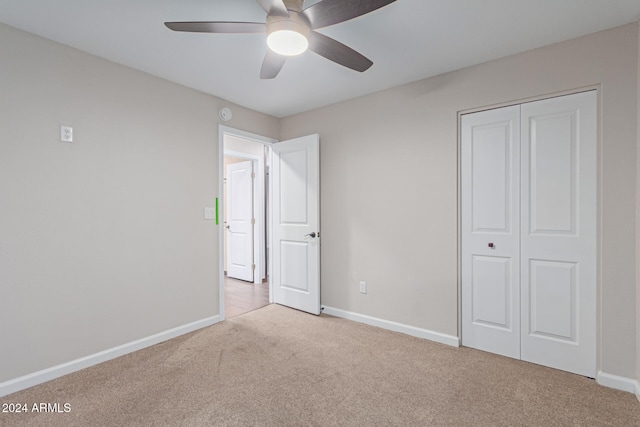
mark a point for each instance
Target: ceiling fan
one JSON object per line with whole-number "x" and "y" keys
{"x": 291, "y": 31}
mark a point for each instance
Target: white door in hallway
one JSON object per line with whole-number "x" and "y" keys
{"x": 295, "y": 216}
{"x": 529, "y": 229}
{"x": 239, "y": 227}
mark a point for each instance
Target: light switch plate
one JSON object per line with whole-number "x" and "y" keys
{"x": 209, "y": 213}
{"x": 66, "y": 134}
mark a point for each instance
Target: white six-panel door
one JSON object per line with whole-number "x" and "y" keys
{"x": 295, "y": 192}
{"x": 537, "y": 209}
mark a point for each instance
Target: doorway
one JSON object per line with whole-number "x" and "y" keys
{"x": 288, "y": 218}
{"x": 244, "y": 222}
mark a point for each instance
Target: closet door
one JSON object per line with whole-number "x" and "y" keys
{"x": 558, "y": 233}
{"x": 490, "y": 156}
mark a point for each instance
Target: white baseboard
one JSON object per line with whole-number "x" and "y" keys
{"x": 619, "y": 383}
{"x": 394, "y": 326}
{"x": 49, "y": 374}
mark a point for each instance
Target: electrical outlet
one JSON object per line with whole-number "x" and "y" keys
{"x": 363, "y": 287}
{"x": 66, "y": 134}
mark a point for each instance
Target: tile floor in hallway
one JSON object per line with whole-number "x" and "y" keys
{"x": 241, "y": 297}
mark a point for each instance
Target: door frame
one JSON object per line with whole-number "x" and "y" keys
{"x": 599, "y": 187}
{"x": 224, "y": 131}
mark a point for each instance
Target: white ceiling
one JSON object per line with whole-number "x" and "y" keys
{"x": 408, "y": 40}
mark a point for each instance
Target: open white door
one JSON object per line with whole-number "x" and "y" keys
{"x": 239, "y": 215}
{"x": 295, "y": 216}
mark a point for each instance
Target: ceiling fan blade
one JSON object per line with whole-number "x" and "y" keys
{"x": 335, "y": 51}
{"x": 217, "y": 27}
{"x": 274, "y": 7}
{"x": 329, "y": 12}
{"x": 271, "y": 65}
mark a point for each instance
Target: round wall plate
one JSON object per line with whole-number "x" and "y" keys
{"x": 225, "y": 114}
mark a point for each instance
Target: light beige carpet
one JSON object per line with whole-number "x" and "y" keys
{"x": 280, "y": 367}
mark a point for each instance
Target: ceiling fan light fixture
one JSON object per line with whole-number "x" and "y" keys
{"x": 287, "y": 42}
{"x": 287, "y": 35}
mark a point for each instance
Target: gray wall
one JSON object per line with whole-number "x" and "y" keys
{"x": 638, "y": 234}
{"x": 102, "y": 241}
{"x": 389, "y": 185}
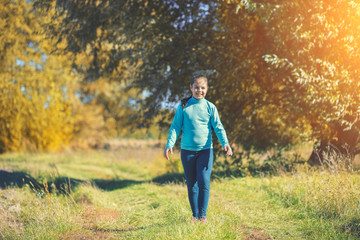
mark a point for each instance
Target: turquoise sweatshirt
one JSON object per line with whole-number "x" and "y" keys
{"x": 196, "y": 121}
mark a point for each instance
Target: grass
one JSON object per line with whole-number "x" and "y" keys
{"x": 135, "y": 194}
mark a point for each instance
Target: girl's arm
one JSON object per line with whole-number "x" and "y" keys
{"x": 174, "y": 132}
{"x": 220, "y": 132}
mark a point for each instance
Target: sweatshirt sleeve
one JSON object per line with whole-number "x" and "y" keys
{"x": 219, "y": 128}
{"x": 175, "y": 127}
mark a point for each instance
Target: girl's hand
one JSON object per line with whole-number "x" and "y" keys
{"x": 228, "y": 150}
{"x": 166, "y": 153}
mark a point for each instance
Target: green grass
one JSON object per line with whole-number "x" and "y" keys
{"x": 121, "y": 195}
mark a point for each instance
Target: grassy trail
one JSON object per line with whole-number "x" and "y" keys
{"x": 119, "y": 195}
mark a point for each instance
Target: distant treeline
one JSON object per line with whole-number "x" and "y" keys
{"x": 280, "y": 72}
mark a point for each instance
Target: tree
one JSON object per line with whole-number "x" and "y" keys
{"x": 36, "y": 87}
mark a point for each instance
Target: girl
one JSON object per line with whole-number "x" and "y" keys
{"x": 196, "y": 117}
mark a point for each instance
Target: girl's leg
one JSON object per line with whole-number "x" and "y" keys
{"x": 188, "y": 159}
{"x": 204, "y": 168}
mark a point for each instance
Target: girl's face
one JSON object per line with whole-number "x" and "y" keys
{"x": 199, "y": 88}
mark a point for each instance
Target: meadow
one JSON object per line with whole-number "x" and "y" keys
{"x": 132, "y": 192}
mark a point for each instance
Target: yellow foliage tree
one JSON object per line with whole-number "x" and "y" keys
{"x": 36, "y": 86}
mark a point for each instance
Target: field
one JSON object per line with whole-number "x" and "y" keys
{"x": 131, "y": 192}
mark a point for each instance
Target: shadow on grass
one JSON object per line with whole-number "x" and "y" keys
{"x": 67, "y": 184}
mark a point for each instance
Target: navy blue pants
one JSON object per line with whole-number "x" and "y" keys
{"x": 197, "y": 168}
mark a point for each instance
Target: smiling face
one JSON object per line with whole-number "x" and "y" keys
{"x": 199, "y": 88}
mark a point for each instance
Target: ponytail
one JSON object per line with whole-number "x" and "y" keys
{"x": 185, "y": 101}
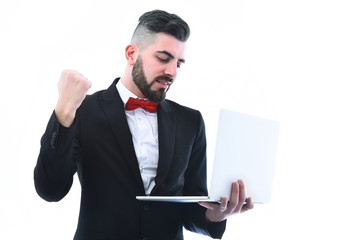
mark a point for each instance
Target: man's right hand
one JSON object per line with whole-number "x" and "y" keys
{"x": 72, "y": 87}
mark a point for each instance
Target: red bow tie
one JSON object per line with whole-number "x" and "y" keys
{"x": 134, "y": 103}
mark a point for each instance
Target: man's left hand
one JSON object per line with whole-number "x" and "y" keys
{"x": 218, "y": 212}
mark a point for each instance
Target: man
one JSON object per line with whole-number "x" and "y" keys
{"x": 120, "y": 151}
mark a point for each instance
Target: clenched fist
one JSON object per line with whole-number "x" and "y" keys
{"x": 72, "y": 87}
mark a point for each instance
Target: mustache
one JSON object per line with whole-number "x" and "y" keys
{"x": 164, "y": 77}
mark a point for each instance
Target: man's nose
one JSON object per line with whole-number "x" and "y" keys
{"x": 171, "y": 69}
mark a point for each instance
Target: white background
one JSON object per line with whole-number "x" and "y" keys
{"x": 295, "y": 62}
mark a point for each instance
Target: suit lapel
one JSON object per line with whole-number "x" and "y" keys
{"x": 113, "y": 108}
{"x": 166, "y": 131}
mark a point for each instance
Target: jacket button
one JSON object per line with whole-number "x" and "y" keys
{"x": 146, "y": 207}
{"x": 53, "y": 140}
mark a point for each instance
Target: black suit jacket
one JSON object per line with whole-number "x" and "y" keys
{"x": 98, "y": 146}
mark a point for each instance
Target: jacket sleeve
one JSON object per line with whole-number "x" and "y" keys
{"x": 196, "y": 184}
{"x": 56, "y": 164}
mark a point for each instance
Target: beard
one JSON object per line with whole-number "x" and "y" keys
{"x": 140, "y": 80}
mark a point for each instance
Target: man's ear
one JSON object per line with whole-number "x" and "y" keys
{"x": 131, "y": 52}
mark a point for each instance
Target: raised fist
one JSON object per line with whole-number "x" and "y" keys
{"x": 72, "y": 87}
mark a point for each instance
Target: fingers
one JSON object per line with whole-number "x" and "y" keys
{"x": 222, "y": 206}
{"x": 72, "y": 87}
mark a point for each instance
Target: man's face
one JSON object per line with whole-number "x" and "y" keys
{"x": 155, "y": 68}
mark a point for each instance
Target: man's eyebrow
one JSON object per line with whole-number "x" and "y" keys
{"x": 171, "y": 56}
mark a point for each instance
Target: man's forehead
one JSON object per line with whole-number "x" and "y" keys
{"x": 169, "y": 45}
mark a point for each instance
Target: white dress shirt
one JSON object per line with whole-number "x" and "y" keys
{"x": 144, "y": 129}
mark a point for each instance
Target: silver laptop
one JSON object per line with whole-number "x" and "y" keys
{"x": 245, "y": 149}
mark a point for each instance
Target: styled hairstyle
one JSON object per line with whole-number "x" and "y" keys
{"x": 158, "y": 21}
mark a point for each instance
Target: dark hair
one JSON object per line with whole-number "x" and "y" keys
{"x": 158, "y": 21}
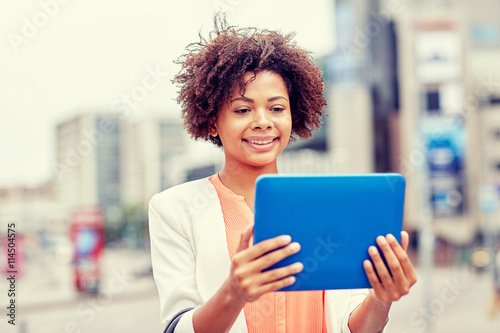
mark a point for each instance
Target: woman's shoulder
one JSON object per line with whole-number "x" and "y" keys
{"x": 189, "y": 193}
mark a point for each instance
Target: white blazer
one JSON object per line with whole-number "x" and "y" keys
{"x": 191, "y": 260}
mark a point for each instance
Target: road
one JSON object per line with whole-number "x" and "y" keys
{"x": 47, "y": 303}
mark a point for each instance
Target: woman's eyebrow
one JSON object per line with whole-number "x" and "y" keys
{"x": 276, "y": 97}
{"x": 250, "y": 100}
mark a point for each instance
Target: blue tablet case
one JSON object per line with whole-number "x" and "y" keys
{"x": 335, "y": 218}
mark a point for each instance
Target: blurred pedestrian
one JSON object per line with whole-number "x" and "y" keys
{"x": 495, "y": 303}
{"x": 249, "y": 91}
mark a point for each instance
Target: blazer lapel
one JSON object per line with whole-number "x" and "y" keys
{"x": 212, "y": 263}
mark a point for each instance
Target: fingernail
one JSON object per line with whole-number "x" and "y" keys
{"x": 381, "y": 240}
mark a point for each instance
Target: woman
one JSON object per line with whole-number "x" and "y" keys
{"x": 250, "y": 91}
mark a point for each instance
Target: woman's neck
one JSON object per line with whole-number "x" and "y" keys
{"x": 241, "y": 179}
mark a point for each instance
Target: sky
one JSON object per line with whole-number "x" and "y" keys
{"x": 61, "y": 58}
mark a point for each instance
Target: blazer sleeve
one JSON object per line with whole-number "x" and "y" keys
{"x": 339, "y": 306}
{"x": 174, "y": 263}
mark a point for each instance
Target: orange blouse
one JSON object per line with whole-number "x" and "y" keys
{"x": 294, "y": 311}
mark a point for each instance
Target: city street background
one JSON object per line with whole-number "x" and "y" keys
{"x": 90, "y": 130}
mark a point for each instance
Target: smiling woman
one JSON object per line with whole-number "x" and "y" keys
{"x": 250, "y": 91}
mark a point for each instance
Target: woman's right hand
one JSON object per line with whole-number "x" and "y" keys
{"x": 247, "y": 281}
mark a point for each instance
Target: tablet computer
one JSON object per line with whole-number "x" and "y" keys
{"x": 335, "y": 218}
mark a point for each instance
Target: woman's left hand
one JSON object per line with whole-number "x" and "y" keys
{"x": 390, "y": 285}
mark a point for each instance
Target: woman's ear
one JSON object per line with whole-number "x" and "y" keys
{"x": 213, "y": 130}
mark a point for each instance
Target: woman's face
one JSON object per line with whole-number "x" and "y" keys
{"x": 255, "y": 128}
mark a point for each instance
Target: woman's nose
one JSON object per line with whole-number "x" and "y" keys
{"x": 262, "y": 120}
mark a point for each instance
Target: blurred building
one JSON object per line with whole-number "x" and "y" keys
{"x": 88, "y": 169}
{"x": 150, "y": 146}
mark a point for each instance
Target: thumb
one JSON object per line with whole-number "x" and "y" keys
{"x": 245, "y": 238}
{"x": 405, "y": 240}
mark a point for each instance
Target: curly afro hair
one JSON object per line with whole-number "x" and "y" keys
{"x": 211, "y": 68}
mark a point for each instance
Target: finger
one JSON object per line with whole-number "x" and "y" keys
{"x": 373, "y": 277}
{"x": 380, "y": 268}
{"x": 391, "y": 258}
{"x": 403, "y": 258}
{"x": 405, "y": 240}
{"x": 276, "y": 285}
{"x": 276, "y": 274}
{"x": 245, "y": 238}
{"x": 275, "y": 256}
{"x": 268, "y": 245}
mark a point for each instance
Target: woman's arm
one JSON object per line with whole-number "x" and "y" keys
{"x": 247, "y": 282}
{"x": 372, "y": 315}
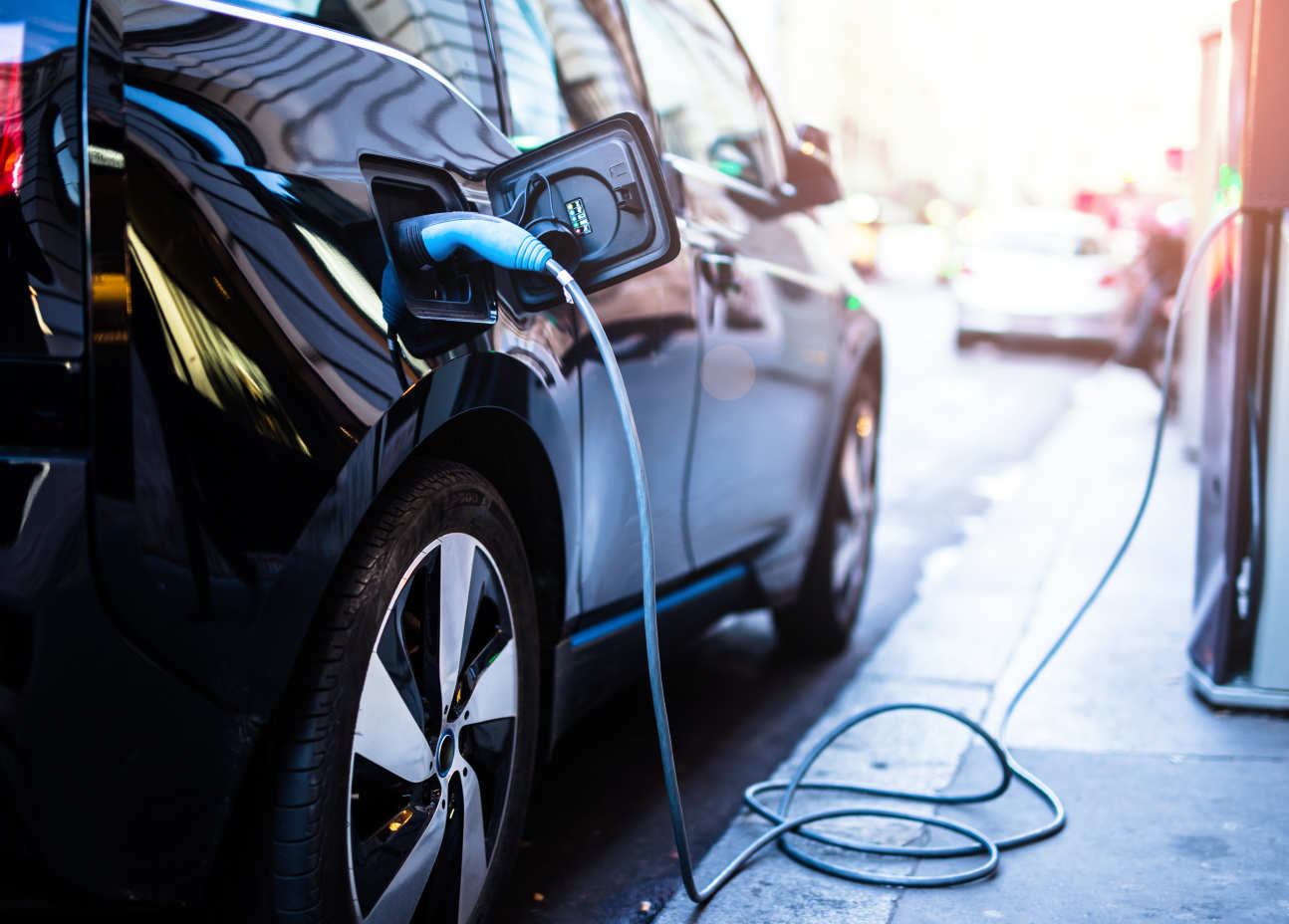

• • • •

Pull out every line of the records above that contains the word "blurred".

Target: blurred pedestrian
Target: blurred building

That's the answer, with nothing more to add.